Image point annotation entries
** begin **

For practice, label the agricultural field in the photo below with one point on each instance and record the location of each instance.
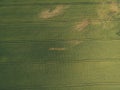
(59, 45)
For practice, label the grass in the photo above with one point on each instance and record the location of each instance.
(50, 54)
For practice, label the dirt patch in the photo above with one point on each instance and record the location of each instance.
(56, 49)
(74, 42)
(46, 14)
(114, 7)
(81, 25)
(106, 13)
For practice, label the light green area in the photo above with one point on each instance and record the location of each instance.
(52, 53)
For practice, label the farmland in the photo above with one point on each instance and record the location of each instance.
(59, 45)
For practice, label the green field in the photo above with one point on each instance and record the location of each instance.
(59, 45)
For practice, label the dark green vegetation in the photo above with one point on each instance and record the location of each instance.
(59, 45)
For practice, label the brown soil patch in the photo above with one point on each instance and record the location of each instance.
(46, 14)
(81, 25)
(56, 49)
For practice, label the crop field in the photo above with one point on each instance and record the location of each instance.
(59, 45)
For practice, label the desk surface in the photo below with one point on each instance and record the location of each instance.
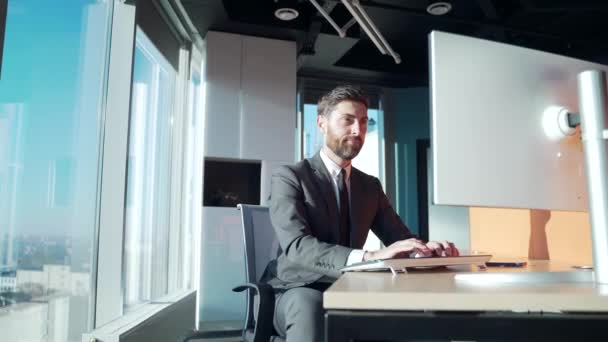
(438, 290)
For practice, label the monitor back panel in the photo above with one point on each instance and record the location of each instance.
(488, 141)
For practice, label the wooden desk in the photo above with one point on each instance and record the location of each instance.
(433, 304)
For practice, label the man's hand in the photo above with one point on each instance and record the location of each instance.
(399, 248)
(444, 248)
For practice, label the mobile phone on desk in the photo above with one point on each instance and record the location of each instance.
(506, 263)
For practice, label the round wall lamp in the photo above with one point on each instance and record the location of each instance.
(439, 8)
(286, 14)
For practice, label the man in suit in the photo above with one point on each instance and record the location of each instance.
(322, 210)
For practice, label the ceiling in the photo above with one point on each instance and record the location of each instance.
(572, 28)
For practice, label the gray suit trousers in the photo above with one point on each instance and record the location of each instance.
(298, 315)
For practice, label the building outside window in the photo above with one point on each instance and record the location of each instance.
(51, 91)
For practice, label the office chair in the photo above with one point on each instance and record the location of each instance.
(261, 246)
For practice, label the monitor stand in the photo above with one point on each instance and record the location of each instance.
(592, 109)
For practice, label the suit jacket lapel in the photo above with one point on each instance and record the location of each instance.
(356, 207)
(326, 188)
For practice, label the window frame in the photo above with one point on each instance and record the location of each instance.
(108, 281)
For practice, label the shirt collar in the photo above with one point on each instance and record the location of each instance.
(333, 168)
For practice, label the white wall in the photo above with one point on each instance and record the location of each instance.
(251, 97)
(250, 114)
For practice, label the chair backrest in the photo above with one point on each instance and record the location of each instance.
(261, 246)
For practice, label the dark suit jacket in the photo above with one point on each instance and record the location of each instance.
(304, 213)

** end **

§ **Exercise brief**
Lay out the records above as a JSON list of strings, one string per line, leaving out blank lines. Begin at the line that contains "For practice, label the office" and continue through the end of the records.

§ **Exercise output**
[
  "For practice, label the office chair in the photo above with one point on each instance and record the location of each instance.",
  "(261, 246)",
  "For practice, label the monitor stand in the photo above with one point on each instance and record the location of each instance.",
  "(592, 109)",
  "For practice, label the suit jacket lapel in the photo above with one point on each instance and record the location of each instance.",
  "(356, 207)",
  "(326, 188)",
  "For practice, label the window frame in the photo above with one point on each instance and record the location of each instance.",
  "(108, 281)",
  "For practice, label the shirt collar in the photo above with one point on each instance and record the location of each instance.",
  "(333, 168)",
  "For practice, label the white wall in the photo above with one point on each instance and record the location of each instance.",
  "(251, 97)",
  "(250, 114)",
  "For practice, label the chair backrest in the photo above with one point on each instance and record the location of each instance.",
  "(261, 246)",
  "For practice, label the dark suit jacket in the photo above with one point on each instance and record the location of each instance.",
  "(304, 213)"
]